* **DIRECTIONS FOR THIS TASK**:
Locate every line in the rows below that contains the string "railing", and copy each of those lines. Matching is case-sensitive.

Location labeling rows:
※ ※ ※

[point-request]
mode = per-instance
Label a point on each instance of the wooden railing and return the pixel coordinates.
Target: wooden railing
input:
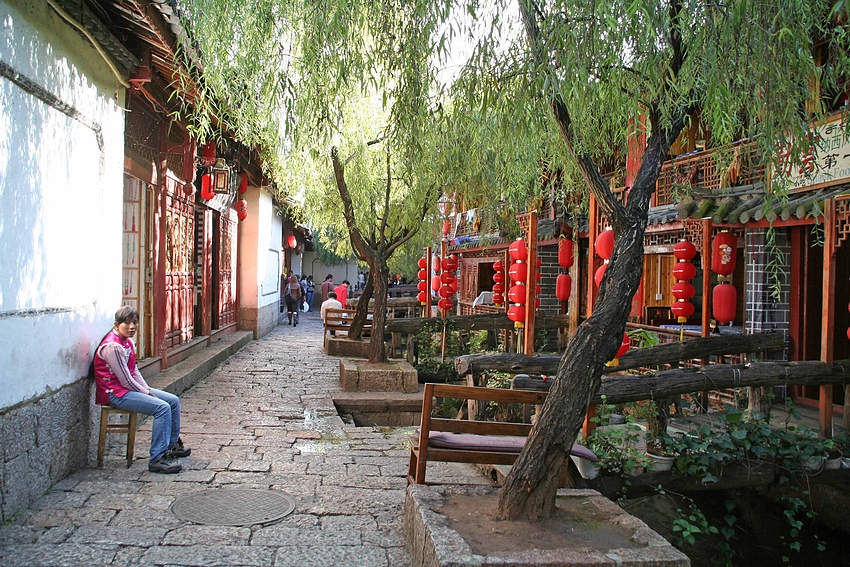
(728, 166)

※ ※ ※

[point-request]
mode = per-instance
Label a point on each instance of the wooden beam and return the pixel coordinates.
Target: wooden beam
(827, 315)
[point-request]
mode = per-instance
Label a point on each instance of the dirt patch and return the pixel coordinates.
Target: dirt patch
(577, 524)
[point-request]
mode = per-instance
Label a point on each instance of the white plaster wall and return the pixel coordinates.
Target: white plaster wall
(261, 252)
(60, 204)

※ ※ ※

* **SOLUTION**:
Label a point on each instance of the wooden railing and return the pixel coordinates.
Target: wooden railing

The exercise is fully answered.